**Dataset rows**
---*---
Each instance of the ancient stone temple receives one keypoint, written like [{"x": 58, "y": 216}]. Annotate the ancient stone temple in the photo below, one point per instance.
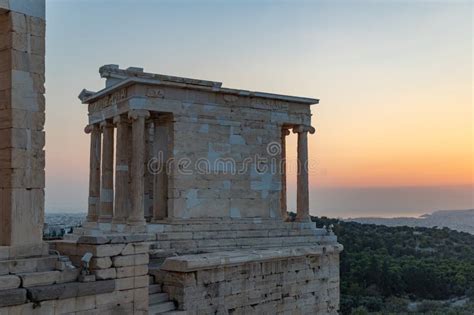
[{"x": 187, "y": 208}]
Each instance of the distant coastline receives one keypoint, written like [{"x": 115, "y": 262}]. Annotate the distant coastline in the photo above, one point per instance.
[{"x": 459, "y": 220}]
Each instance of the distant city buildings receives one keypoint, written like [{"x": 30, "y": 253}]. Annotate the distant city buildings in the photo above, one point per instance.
[{"x": 59, "y": 224}]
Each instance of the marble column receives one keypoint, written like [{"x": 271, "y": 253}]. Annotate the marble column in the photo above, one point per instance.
[
  {"x": 137, "y": 215},
  {"x": 160, "y": 179},
  {"x": 149, "y": 132},
  {"x": 122, "y": 174},
  {"x": 94, "y": 173},
  {"x": 283, "y": 202},
  {"x": 302, "y": 189},
  {"x": 107, "y": 190}
]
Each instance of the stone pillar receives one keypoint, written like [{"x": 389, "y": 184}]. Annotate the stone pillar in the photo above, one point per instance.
[
  {"x": 122, "y": 174},
  {"x": 94, "y": 173},
  {"x": 160, "y": 180},
  {"x": 22, "y": 137},
  {"x": 149, "y": 132},
  {"x": 107, "y": 190},
  {"x": 137, "y": 215},
  {"x": 302, "y": 189},
  {"x": 283, "y": 203}
]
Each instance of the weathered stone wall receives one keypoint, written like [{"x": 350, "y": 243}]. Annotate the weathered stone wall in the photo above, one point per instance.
[
  {"x": 307, "y": 284},
  {"x": 22, "y": 138},
  {"x": 226, "y": 148},
  {"x": 118, "y": 283},
  {"x": 121, "y": 259},
  {"x": 227, "y": 141}
]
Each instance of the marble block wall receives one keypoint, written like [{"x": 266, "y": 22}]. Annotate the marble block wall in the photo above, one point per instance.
[{"x": 22, "y": 106}]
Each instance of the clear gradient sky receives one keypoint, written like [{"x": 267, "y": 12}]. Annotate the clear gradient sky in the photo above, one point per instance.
[{"x": 395, "y": 122}]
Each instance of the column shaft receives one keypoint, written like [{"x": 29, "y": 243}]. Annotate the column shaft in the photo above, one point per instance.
[
  {"x": 302, "y": 189},
  {"x": 138, "y": 167},
  {"x": 107, "y": 191},
  {"x": 94, "y": 173},
  {"x": 283, "y": 201},
  {"x": 160, "y": 180},
  {"x": 122, "y": 174}
]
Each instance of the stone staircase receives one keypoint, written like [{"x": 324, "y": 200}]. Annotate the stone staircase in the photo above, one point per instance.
[{"x": 159, "y": 302}]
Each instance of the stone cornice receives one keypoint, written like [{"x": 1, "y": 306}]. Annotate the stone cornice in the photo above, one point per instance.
[
  {"x": 304, "y": 128},
  {"x": 128, "y": 77},
  {"x": 136, "y": 113}
]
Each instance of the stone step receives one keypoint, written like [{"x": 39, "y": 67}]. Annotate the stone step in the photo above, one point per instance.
[
  {"x": 230, "y": 225},
  {"x": 158, "y": 298},
  {"x": 161, "y": 308},
  {"x": 154, "y": 288},
  {"x": 36, "y": 264}
]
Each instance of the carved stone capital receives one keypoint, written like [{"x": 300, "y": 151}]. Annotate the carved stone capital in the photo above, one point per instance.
[
  {"x": 285, "y": 132},
  {"x": 106, "y": 124},
  {"x": 121, "y": 119},
  {"x": 136, "y": 113},
  {"x": 89, "y": 128},
  {"x": 303, "y": 128}
]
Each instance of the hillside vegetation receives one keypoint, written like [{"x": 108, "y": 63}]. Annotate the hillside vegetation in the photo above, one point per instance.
[{"x": 400, "y": 269}]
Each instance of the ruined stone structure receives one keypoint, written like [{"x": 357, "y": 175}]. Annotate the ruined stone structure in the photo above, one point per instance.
[{"x": 187, "y": 196}]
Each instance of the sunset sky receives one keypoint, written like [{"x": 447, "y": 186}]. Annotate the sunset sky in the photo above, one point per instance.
[{"x": 395, "y": 121}]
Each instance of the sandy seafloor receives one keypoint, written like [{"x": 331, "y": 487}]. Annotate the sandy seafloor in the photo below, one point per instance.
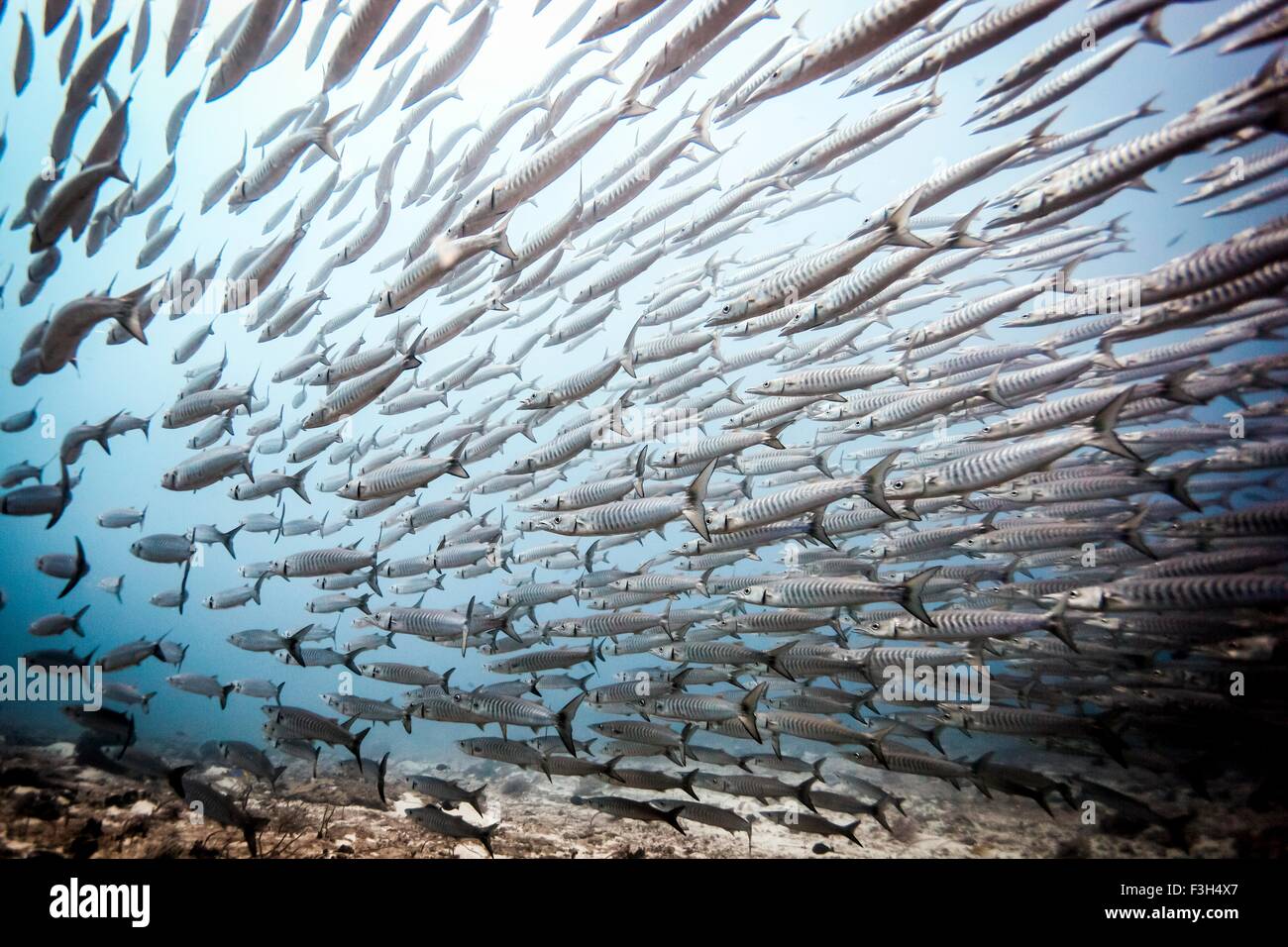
---*---
**Objective**
List every line of the records that contains the word "stone". Case counts.

**Output of the task**
Each instance of the ancient stone temple receives one keypoint, written like [{"x": 58, "y": 216}]. Annotate the ancient stone temple in the photo below, one point per instance.
Each instance of the stone pillar receives one keypoint, written like [{"x": 389, "y": 184}]. Annotate the stone pillar in the photo above, one point per instance.
Each instance of the weathered stone wall receives one keypoint, written like [{"x": 350, "y": 243}]. Annotate the weathered stone wall in the photo above, one point per instance.
Each instance of the stone staircase receives one keypoint, written like [{"x": 324, "y": 200}]. Annotate the stone staircase in the photo above, one point per instance.
Each instance of the stone cornice receives one keypoint, written like [{"x": 1, "y": 306}]. Annotate the stone cornice in the photo above, one point per instance.
Each instance of the stone step receives one keypoint, written like [{"x": 39, "y": 67}]. Annotate the stone step in the photo above, one point per instance.
Each instance of the carved stone capital receives one keypoint, written like [{"x": 300, "y": 151}]. Annotate the carved stone capital in the photo above, one point per instance.
Each instance of the ruined stone structure receives one keypoint, written like [{"x": 357, "y": 175}]. Annotate the ruined stone structure in the photo above, one point per instance.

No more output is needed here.